Estratto della pagina →
:::

Si riesce aviatori, gli eroi per esperimentare primi le macchine di volo divinate dal loro genio; gli studiosi di meccanica e di aeronautica per amore di motori e di apparecchi; gli appassionati dello sport per il gusto di maggiori cimenti; i guerrieri per la voluttà delle battaglie individuali; i giornalisti per conoscere il meglio, il nuovo della vita e partecipare alla buona guerra nostra tra bagliori inauditi di bellezza e costumi superstiti di cavalleria.

Un pubblicista non giunge generalmente impreparato al pilotaggio di aeroplani. L'autore di queste note fu, come redattore del Corriere della Sera, in alta montagna a famigliarizzarsi con l'orrore del vuoto, con le vertigini, con le temperature rigide e con l'ostinazione fisica; fu in aerostato a proclamare dalla quota di 4500 metri la decadenza delle proporzioni geografiche e il miglioramento dell'umanità ridotta a puntini; fu in dirigibile per la gioia di andare, almeno in aria, dove gli pareva; fu in aeroplano a constatare in sè una embrionale vocazione di pilota perchè negli sbandamenti si spostava con la persona per ristabilire l'equilibrio, nelle spirali storceva persino la bocca in fuori per non scivolare in dentro e raccomandava in silenzio, durante i viraggi, «attenti nelle voltate». Con tali precedenti si può quasi asserire che il giornalismo, stazione di transito per le più brillanti carriere, lo è pure per l'aviazione.

:::

Materiale di partenza →
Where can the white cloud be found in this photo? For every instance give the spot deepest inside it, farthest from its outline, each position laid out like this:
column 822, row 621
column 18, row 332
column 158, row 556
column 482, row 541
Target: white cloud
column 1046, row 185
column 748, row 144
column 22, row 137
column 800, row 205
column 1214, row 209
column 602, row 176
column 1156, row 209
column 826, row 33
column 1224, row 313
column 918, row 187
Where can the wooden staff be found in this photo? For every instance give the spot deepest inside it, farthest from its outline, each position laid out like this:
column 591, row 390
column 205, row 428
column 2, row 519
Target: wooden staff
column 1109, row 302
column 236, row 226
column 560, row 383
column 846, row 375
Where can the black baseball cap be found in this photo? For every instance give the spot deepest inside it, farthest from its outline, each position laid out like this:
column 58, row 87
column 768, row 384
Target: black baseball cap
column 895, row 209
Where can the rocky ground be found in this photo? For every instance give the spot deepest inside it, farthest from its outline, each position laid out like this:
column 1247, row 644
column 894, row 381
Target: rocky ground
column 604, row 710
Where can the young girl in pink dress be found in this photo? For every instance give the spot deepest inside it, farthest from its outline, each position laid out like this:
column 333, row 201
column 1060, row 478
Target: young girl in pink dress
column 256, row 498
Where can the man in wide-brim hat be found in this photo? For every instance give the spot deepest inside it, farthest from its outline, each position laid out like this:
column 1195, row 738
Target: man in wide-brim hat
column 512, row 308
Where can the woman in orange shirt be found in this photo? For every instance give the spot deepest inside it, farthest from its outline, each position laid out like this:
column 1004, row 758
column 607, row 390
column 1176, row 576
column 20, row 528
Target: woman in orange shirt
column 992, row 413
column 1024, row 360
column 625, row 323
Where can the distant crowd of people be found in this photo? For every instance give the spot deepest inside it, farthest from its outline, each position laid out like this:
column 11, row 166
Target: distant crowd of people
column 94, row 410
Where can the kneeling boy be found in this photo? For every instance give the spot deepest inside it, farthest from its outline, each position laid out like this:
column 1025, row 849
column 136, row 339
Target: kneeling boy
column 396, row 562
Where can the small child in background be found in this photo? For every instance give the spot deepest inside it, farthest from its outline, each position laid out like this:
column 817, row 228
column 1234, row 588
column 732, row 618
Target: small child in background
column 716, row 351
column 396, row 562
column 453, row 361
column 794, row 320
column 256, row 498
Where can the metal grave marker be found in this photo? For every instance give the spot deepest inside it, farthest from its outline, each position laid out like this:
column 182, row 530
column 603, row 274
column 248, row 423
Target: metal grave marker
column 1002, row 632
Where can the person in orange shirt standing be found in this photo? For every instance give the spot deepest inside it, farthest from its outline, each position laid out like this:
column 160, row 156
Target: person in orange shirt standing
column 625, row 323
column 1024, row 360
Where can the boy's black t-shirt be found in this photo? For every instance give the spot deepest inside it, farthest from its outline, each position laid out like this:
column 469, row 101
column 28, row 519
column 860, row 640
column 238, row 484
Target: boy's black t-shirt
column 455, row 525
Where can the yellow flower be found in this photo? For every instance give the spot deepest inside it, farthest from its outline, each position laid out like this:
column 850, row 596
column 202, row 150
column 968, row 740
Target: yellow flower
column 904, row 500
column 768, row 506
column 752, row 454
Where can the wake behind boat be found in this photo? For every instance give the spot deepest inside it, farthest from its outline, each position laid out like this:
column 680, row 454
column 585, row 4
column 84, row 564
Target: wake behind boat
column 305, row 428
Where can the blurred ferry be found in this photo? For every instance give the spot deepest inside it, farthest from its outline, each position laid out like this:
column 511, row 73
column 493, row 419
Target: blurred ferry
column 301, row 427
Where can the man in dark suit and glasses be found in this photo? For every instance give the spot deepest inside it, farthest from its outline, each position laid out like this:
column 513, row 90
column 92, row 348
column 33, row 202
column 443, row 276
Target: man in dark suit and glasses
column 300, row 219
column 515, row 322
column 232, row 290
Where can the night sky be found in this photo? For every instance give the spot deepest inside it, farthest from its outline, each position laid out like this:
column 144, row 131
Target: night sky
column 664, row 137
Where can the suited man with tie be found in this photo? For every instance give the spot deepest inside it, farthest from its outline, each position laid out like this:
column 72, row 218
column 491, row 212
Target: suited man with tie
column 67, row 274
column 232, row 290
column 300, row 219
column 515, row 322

:::

Compiti ed esercizi →
a - Trascrivi parola per parola la parte del brano sugli aviatori che comincia con le parole «Si riesce aviatori, gli» e termina dopo «superstiti di cavalleria.».
b - Cita esattamente le righe dei record comprese tra quella che contiene «Where can the wooden» e quella che contiene «column 560, row 383», entrambe incluse.
Il brano sugli aviatori e i record non hanno alcun legame tra loro.

Soluzioni dei compiti →
a -
Si riesce aviatori, gli eroi per esperimentare primi le macchine di volo divinate dal loro genio; gli studiosi di meccanica e di aeronautica per amore di motori e di apparecchi; gli appassionati dello sport per il gusto di maggiori cimenti; i guerrieri per la voluttà delle battaglie individuali; i giornalisti per conoscere il meglio, il nuovo della vita e partecipare alla buona guerra nostra tra bagliori inauditi di bellezza e costumi superstiti di cavalleria.

b -
Where can the wooden staff be found in this photo? For every instance give the spot deepest inside it, farthest from its outline, each position laid out like this:
column 591, row 390
column 205, row 428
column 2, row 519
Target: wooden staff
column 1109, row 302
column 236, row 226
column 560, row 383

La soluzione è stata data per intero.